- SOURCE PASSAGE -
Wednesday, June 10, 2009

One year ago yesterday I had my fourth ultrasound. The morning of my 18 week ultrasound I had drank orange juice for breakfast (I truly craved it during the pregnancy) and during the ultrasound we found out that it made the baby pretty active. In fact, Logan moved around so much the technician could not get good pictures of his heart. So they made me an appointment for the next month and told me not to drink any orange juice. Doug and my parents came with me. It was the first time my dad had seen an ultrasound and he was really excited to see his grandchild.


Little did I know at the time that exactly one week later I would be admitted to the hospital. Looking back, it was the calm before the storm. You see, for whatever reason, early in my pregnancy I was terrified that I was going to miscarry. And before I even got married I had fears of infertility. So when I got to see that little baby, moving around (even giving us a thumbs up one time) I felt like the time of worry was over. Little did I know, it was just beginning.

- ENTRIES SUPPLIED -
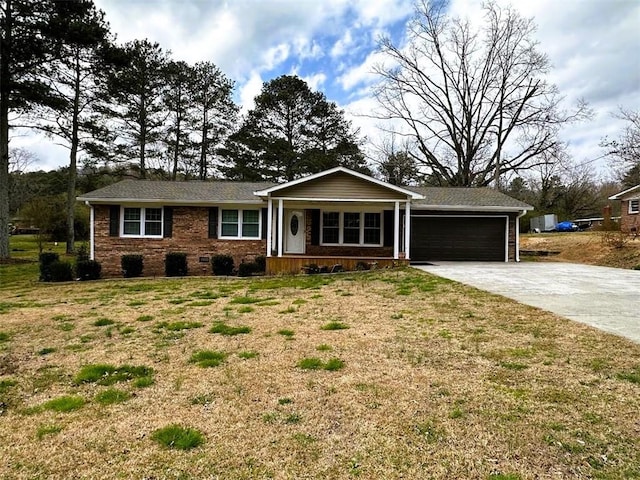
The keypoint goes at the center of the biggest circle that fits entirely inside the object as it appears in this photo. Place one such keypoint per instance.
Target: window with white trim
(142, 222)
(238, 223)
(352, 228)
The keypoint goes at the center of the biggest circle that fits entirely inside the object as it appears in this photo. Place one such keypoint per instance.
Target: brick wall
(190, 235)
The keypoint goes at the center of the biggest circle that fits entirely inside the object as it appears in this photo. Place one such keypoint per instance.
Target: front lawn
(376, 375)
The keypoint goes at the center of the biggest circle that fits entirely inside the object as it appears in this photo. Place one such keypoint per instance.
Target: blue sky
(592, 44)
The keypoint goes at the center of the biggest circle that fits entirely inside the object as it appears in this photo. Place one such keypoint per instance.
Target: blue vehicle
(567, 227)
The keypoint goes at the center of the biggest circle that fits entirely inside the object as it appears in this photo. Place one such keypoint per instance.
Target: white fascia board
(618, 196)
(160, 201)
(468, 208)
(367, 178)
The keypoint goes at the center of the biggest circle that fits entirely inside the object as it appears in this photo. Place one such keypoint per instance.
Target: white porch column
(269, 225)
(396, 230)
(280, 221)
(92, 243)
(407, 229)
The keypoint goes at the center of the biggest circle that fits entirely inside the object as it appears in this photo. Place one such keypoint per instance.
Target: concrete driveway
(605, 298)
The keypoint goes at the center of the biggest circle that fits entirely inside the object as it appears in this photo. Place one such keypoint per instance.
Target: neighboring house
(334, 217)
(629, 209)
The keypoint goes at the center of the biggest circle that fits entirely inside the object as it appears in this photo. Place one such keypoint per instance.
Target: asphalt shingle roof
(197, 192)
(179, 192)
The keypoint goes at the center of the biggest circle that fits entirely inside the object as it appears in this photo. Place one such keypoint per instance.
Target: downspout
(91, 231)
(522, 214)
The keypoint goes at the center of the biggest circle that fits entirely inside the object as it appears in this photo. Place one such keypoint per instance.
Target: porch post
(269, 225)
(407, 229)
(396, 230)
(280, 221)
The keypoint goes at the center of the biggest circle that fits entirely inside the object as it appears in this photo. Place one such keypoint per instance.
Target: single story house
(333, 217)
(629, 209)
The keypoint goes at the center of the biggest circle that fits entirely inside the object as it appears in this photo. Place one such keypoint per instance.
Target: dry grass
(583, 247)
(439, 381)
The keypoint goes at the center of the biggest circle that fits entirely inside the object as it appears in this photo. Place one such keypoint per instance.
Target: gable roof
(619, 196)
(460, 198)
(177, 193)
(276, 188)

- REQUIREMENT 1 -
Answer these questions from the blog post about the ultrasound.
(a) What had the narrator drunk for breakfast on the morning of the 18 week ultrasound?
(b) Who came to the ultrasound with the narrator?
(c) How long after that ultrasound was the narrator admitted to the hospital?
- REQUIREMENT 2 -
Write the next paragraph of the blog post about the ultrasound, picking up after its final sentence.
The records come from a source unrelated to the text.

- ANSWER SECTION 1 -
(a) Orange juice.
(b) Doug and the narrator's parents.
(c) Exactly one week later.

- ANSWER SECTION 2 -
When and if I get pregnant again, I know I will worry. I've already noticed the fear of infertility (see previous sentence), I will fear miscarriage early on, then will come the fear of the cerclage surgery that I will have performed, and the slight risk of infection or delivery at 12-13 weeks. Next will be a fear of a fatal diagnoses (such as Trisomy), pre-term delivery and stillbirth. And even if I make it full term and my child goes home with me healthy, there's still SIDS to worry about. All of these are things that happened to women in my grief support groups and the sad part is that there are many more worries I didn't bother to mention.

How I wish I could be a naive pregnant woman again! However, I'm not saying all of this to take away anyone's naivete. I'm saying this to point out that even for me, worrying is pointless. It's pointless because the truth is that every life (from the tiniest little bunch of cells to a 100-year-old man) is in the hands of God. We can't spend our whole lives worrying, we just have to trust Him.

Take my worries for example, if I allow them to, they could take over my life. Because the fact is that as a child grows, the bad things that could happen to them only multiplies. It never decreases. Even after the risk of SIDS goes away, there's plenty of other things that can happen to a child.

But if we put our faith in Him, we can live without the fear. It's an extremely hard thing to do, completely trusting in God and His plans; but it will provide peace in our lives. If we put our task to the Lord in prayers, He will help rid the worry from our hearts.